> _GIVEN ENTRIES_:
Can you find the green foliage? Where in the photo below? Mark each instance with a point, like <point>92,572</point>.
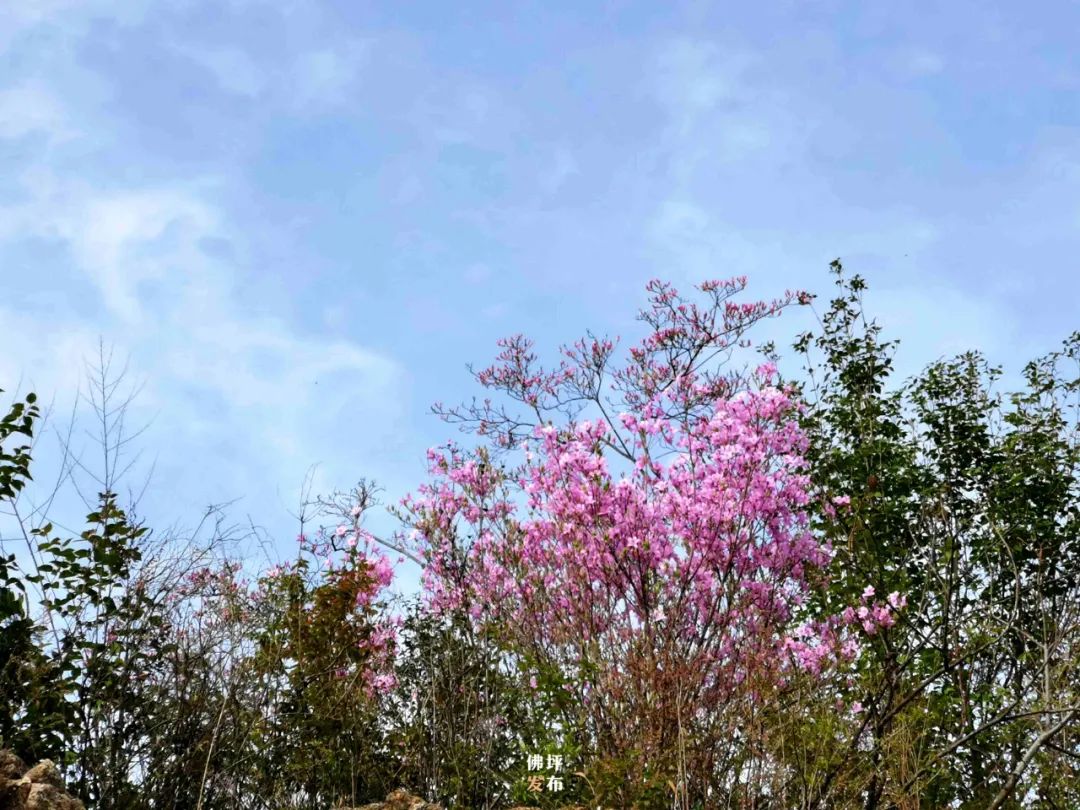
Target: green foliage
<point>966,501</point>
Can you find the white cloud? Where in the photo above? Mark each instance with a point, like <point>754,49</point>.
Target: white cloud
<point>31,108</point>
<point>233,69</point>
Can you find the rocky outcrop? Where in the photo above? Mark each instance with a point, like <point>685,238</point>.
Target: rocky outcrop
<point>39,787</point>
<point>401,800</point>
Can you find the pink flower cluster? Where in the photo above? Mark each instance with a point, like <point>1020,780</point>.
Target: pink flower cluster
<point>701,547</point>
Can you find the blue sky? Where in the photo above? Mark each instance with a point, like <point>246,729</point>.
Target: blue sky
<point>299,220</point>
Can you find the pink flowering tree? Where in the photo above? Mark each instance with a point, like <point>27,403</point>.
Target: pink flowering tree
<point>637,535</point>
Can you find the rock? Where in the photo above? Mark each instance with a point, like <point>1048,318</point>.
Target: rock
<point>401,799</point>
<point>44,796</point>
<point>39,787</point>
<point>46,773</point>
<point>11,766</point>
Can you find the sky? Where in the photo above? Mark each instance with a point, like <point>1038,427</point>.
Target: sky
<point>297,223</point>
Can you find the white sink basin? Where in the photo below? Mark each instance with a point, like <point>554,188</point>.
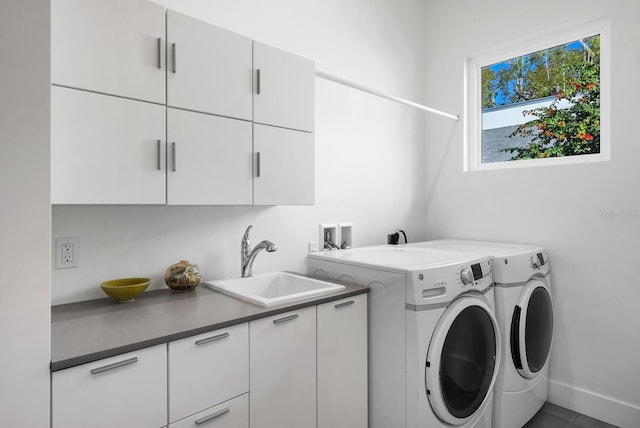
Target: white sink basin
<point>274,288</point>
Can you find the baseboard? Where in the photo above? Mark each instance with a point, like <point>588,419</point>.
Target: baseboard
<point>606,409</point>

> _WHAT THE EXERCISE ASKS_:
Update all of the records above by replacing "Mark each instance" with "Indicate every instance" at every occurrence, keeping everything else unchanged. Leave the pictures out of your answer.

> _RESULT_:
Can you find the green foliage? Where in the photo below? Indicate every instance with a point, like <point>92,572</point>.
Target: green foliage
<point>966,501</point>
Can you find the white cloud? Where in the photo above? Indicate every instance with a point, like <point>754,49</point>.
Target: white cloud
<point>31,108</point>
<point>233,69</point>
Can you find the rocky outcrop? Where in the photo above? Indicate every instance with a point, like <point>685,238</point>.
Target: rocky outcrop
<point>39,787</point>
<point>401,800</point>
Can you find the pink flower cluster? Where in the photo above? Indicate every instance with a point, like <point>1020,780</point>.
Target: pink flower cluster
<point>701,547</point>
Can you find the blue sky? Where in the photo above? Indicate every instance with a point, like <point>246,729</point>.
Target: blue sky
<point>299,220</point>
Can you find the pink flowering tree? Where in the photo above? Indicate every instance with a point, like <point>27,403</point>.
Target: pink flowering tree
<point>637,535</point>
Can you find the rock? Where in the photo above? Indicate every instance with a point, like <point>1048,318</point>.
Target: rock
<point>401,799</point>
<point>44,796</point>
<point>39,787</point>
<point>46,773</point>
<point>11,766</point>
Can you find the sky? Where in the photo above? Indicate every instance with a point, like <point>1038,427</point>.
Target: sky
<point>297,223</point>
Can you find the white sink basin? Where in the photo below? Indicate every instance with a point, like <point>554,188</point>.
Target: white sink basin
<point>274,288</point>
Can you find the baseboard? Where in the photo above? Indicate every instance with a point, like <point>588,419</point>.
Target: baseboard
<point>606,409</point>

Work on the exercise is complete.